◆ **WHAT THIS TASK INVOLVES**
Write out the rows from the line containing "Objective — one dot on each instance of the neck" through the end of the rows, swapping "yellow notebook" for "green notebook" and leaving everything else the same.

— start LISTING —

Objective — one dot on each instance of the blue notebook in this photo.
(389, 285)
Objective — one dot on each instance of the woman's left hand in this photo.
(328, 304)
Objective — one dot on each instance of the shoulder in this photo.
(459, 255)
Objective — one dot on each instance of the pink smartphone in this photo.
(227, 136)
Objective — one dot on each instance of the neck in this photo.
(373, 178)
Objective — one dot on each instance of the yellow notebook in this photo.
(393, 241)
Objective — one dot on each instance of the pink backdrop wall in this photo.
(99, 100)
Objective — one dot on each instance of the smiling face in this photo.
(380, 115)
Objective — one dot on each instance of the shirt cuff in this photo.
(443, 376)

— end LISTING —

◆ **EXERCISE RESPONSE**
Objective — one dot on each instance of the neck in this photo.
(373, 178)
Objective — one dot on each instance of the green notebook in this photo.
(393, 241)
Objective — one dot on each instance of the pink backdrop wall in this photo.
(99, 100)
Objective — one dot on each instance of the smiling face in this photo.
(380, 115)
Objective — one dot on each instance of the shirt cuff in this photo.
(443, 376)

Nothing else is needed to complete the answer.